Start of GIVEN DATA

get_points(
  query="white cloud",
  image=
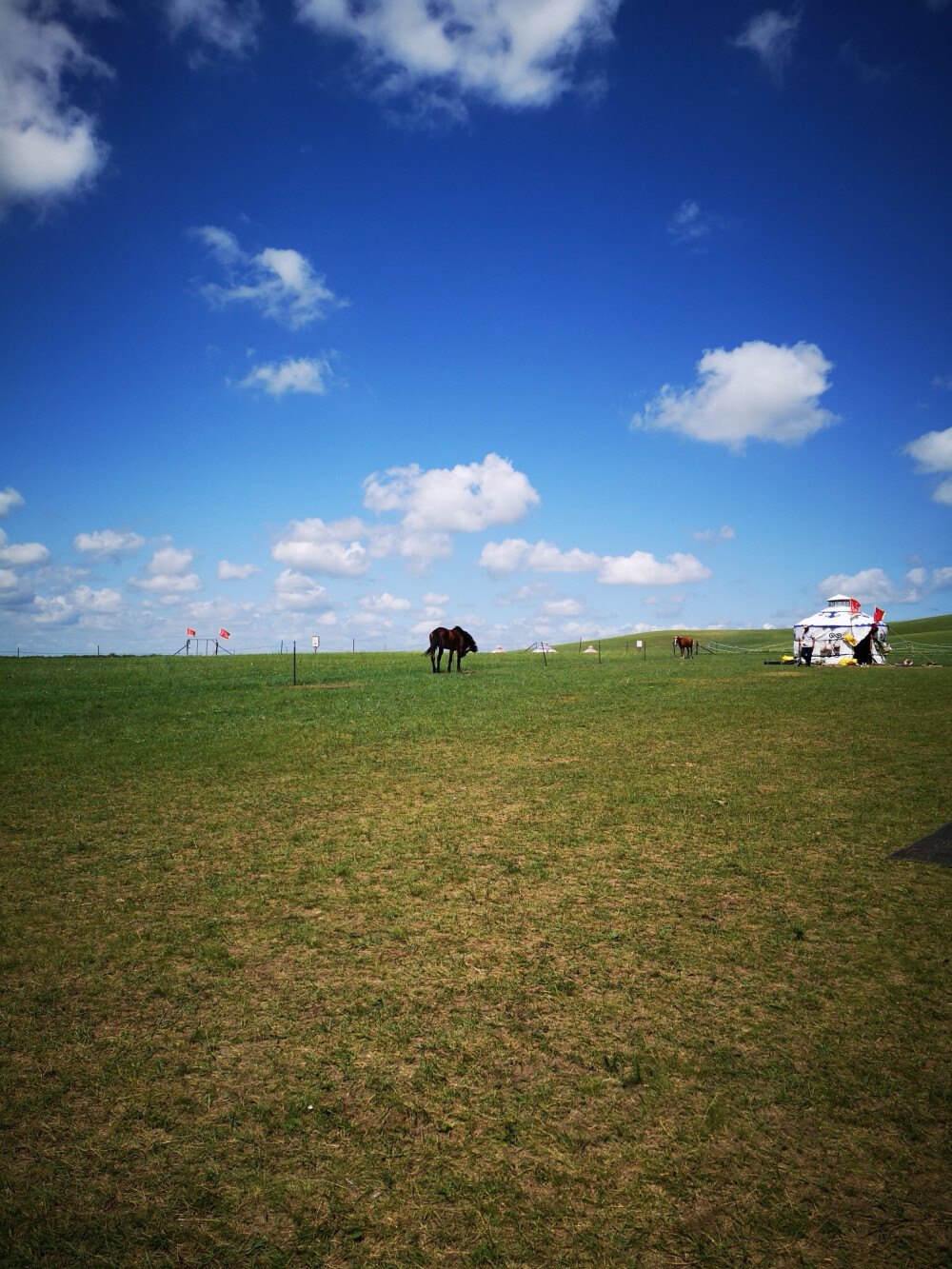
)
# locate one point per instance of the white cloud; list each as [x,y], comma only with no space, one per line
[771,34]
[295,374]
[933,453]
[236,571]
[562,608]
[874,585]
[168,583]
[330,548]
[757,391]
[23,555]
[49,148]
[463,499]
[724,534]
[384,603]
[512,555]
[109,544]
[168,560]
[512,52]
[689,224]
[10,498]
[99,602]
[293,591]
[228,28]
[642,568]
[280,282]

End of GIVEN DATA
Start of GIVEN DATA

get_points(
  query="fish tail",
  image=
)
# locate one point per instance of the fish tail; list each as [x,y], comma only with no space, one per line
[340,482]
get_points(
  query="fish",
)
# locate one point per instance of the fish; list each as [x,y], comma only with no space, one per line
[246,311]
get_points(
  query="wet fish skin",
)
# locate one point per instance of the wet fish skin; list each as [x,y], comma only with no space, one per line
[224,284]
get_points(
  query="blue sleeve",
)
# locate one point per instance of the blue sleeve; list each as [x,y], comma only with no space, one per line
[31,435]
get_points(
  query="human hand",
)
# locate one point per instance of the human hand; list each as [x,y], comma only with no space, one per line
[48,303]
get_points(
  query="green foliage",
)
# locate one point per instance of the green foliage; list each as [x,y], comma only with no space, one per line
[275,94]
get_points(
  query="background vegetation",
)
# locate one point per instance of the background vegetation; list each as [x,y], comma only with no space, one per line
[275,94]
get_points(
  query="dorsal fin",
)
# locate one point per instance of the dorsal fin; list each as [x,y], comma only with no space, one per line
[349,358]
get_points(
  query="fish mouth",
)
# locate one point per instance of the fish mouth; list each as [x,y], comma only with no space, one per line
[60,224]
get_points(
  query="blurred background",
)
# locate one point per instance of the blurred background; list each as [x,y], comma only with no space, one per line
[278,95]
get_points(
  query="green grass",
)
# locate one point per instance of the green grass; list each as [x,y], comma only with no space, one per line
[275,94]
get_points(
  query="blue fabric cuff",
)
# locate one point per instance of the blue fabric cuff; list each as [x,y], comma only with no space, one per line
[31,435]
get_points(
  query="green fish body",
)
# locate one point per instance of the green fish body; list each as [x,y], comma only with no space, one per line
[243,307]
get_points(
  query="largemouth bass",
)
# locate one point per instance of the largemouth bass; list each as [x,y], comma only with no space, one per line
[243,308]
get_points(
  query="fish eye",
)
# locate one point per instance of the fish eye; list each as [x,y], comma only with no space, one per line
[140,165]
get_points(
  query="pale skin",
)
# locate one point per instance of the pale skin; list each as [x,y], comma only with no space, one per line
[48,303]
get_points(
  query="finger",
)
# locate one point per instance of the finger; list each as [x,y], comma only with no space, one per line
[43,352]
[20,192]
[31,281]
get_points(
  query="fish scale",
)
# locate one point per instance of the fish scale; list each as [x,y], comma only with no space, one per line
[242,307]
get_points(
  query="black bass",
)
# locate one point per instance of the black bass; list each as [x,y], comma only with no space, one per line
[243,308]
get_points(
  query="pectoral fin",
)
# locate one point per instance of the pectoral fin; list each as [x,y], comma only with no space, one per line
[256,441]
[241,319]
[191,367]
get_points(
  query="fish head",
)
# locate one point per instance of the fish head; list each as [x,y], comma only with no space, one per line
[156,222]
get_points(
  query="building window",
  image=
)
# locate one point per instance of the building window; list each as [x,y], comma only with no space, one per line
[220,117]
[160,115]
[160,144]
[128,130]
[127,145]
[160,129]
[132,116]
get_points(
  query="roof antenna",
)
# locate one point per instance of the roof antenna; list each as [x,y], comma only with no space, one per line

End of GIVEN DATA
Start of GIVEN DATA

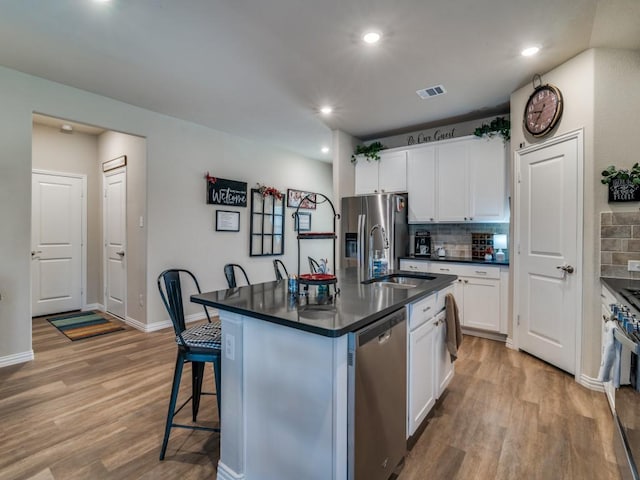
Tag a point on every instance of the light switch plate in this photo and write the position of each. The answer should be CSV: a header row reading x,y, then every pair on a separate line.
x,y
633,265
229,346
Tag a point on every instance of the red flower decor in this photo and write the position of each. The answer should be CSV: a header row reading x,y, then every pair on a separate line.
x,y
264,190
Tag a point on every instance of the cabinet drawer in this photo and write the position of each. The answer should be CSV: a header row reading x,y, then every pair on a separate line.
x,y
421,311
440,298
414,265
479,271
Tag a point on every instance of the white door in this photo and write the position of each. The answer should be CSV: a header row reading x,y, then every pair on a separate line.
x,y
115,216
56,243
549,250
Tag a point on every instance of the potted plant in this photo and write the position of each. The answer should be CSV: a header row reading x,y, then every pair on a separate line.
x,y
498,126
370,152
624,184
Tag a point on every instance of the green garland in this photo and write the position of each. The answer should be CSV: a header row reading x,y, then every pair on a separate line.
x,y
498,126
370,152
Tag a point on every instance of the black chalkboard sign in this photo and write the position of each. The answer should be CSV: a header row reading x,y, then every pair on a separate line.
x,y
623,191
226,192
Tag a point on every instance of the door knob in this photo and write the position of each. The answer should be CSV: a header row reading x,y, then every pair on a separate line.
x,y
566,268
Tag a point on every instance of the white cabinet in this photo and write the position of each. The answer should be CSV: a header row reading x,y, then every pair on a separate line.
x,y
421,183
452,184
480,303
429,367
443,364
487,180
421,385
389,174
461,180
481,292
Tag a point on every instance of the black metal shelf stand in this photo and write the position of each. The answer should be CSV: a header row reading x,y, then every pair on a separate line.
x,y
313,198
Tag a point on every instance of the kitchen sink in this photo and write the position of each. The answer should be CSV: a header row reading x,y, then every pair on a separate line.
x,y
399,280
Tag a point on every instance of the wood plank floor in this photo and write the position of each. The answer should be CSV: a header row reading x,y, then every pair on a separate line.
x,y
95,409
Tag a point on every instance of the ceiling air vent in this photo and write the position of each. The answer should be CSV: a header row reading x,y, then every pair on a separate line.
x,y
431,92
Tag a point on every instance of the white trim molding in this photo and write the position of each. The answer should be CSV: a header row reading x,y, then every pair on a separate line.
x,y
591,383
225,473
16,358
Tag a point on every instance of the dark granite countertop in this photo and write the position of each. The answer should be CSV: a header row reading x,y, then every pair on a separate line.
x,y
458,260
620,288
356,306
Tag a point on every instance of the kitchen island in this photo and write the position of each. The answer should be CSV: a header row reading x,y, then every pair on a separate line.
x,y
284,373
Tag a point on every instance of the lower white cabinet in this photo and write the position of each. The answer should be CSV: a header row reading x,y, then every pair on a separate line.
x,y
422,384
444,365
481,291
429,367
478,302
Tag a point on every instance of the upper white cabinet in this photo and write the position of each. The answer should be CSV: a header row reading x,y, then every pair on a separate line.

End of GIVEN DATA

## DIRECTIONS
In the data above, copy every line where the string "antenna" appears.

## RESULT BELOW
  query="roof antenna",
# locate one point per instance of the roof antenna; list each as [x,y], comma only with no space, one per line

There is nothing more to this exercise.